(Task statement):
From the records below, copy each line that contains the string "roof". Case counts.

(Source records):

_ _ _ _ _

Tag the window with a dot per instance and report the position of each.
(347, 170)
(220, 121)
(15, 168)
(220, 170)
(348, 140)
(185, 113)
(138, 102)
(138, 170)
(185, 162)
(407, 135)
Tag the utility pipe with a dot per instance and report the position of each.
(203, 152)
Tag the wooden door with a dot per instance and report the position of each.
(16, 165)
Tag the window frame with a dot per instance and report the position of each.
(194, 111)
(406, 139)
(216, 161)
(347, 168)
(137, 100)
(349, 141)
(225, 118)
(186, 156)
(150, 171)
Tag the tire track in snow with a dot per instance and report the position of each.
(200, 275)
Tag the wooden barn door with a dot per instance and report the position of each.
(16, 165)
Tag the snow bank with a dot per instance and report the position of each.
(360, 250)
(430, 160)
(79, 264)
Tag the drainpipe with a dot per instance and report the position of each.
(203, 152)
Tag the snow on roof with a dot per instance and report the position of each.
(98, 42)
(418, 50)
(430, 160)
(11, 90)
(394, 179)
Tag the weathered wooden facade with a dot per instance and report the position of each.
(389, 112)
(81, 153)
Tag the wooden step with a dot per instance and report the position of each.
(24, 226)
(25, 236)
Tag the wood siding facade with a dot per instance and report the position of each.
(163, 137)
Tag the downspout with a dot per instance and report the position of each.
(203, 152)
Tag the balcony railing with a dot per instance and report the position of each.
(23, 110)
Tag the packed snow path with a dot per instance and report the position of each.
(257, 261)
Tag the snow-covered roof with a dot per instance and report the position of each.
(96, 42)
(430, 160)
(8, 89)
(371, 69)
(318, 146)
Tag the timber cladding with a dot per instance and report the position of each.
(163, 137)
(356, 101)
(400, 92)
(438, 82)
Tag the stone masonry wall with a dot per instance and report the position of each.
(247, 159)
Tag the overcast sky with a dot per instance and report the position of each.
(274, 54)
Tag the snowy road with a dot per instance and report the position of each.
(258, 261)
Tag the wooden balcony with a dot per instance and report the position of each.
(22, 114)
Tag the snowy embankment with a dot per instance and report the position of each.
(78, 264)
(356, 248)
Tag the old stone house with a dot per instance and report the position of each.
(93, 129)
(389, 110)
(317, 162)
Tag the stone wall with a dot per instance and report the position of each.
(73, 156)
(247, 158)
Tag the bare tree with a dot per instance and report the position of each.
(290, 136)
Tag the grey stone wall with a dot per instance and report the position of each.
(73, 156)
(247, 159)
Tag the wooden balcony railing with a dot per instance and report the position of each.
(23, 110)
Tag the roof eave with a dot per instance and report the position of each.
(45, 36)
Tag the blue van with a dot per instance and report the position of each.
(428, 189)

_ _ _ _ _

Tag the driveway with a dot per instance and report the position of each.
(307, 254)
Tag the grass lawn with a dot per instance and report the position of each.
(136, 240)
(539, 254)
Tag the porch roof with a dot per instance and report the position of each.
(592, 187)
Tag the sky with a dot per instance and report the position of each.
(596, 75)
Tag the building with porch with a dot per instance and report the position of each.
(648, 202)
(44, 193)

_ _ _ _ _

(Solution):
Tag the snow on roof with a dot per instance and report the position of each.
Tag the snow-covered roof with a dot per instance and report the position of each.
Tag the roof eave with a dot per instance and report the position of each.
Tag the porch roof with a dot per instance and report the position of each.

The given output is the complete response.